[Photo-based referring expression data]

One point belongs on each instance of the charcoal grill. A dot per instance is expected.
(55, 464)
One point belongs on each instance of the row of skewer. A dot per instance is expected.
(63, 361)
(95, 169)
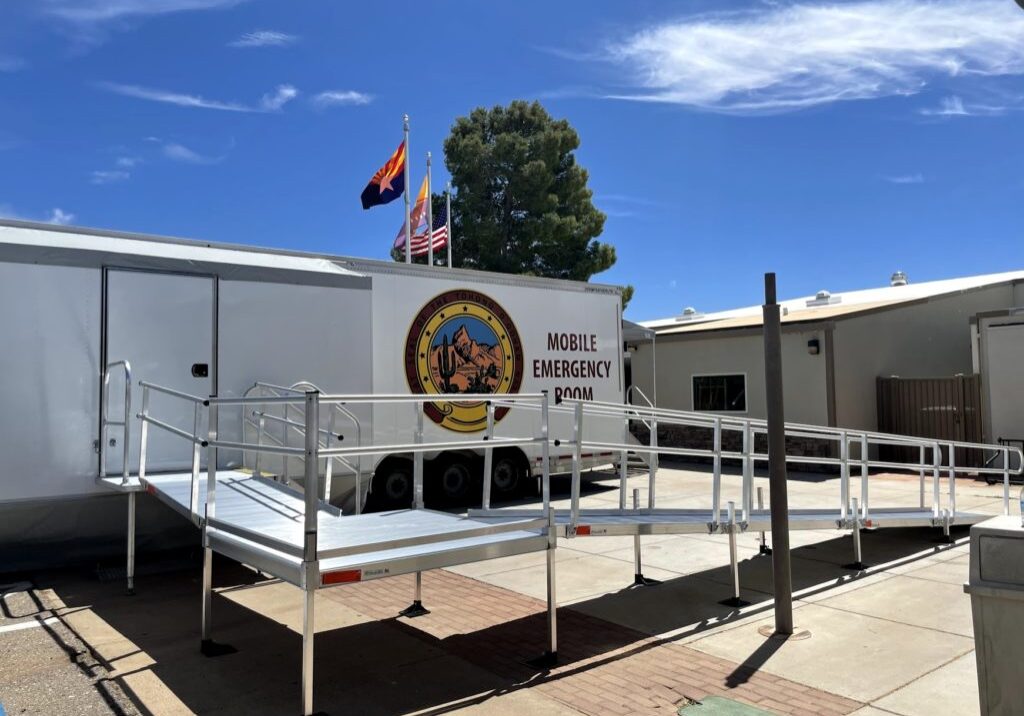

§ **INSTRUCTIONS TO FOLLOW**
Word for word, please reproduce each entry above and leave out every picture.

§ **YOUR SOLUTION**
One point belongs on each instance of the charcoal grill. A dot per instance is expected.
(55, 464)
One point belongs on each instance of the row of skewer. A dot per instance is expected.
(63, 361)
(95, 169)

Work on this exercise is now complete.